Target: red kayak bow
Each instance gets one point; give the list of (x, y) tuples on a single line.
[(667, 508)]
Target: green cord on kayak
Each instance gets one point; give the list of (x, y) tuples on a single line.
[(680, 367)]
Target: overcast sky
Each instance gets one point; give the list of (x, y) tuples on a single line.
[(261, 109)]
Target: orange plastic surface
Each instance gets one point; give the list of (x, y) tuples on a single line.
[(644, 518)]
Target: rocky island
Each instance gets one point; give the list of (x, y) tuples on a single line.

────────

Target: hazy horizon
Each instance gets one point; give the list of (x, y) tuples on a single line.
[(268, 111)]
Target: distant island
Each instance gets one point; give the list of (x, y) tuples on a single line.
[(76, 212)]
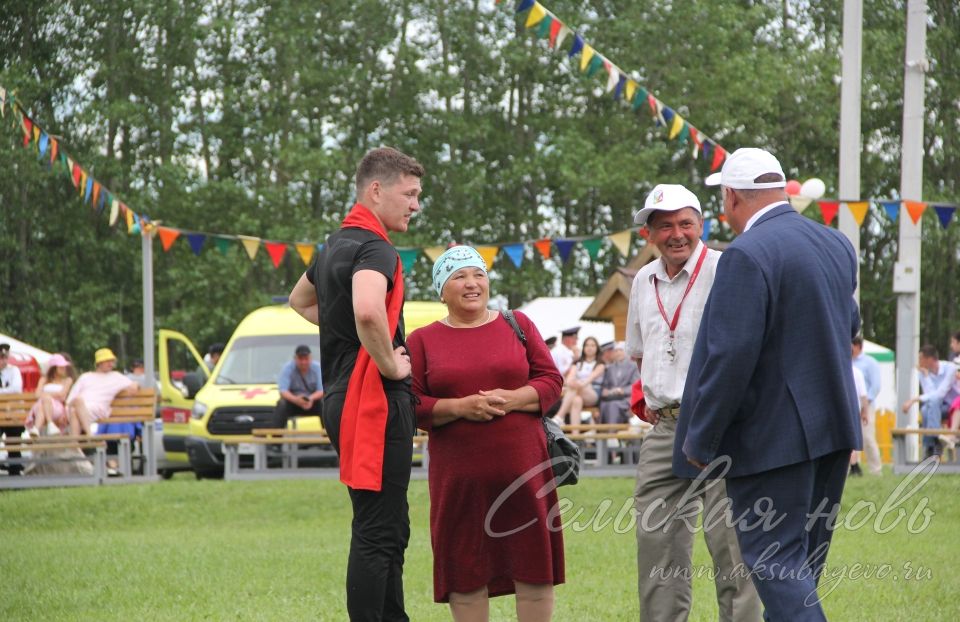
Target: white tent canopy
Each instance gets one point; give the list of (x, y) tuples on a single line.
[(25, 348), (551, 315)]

────────

● **Directions**: Go through the listing above and copy each line where the string "kayak" appears.

● **Answer to this exercise**:
Target: red kayak bow
Target: green cord on kayak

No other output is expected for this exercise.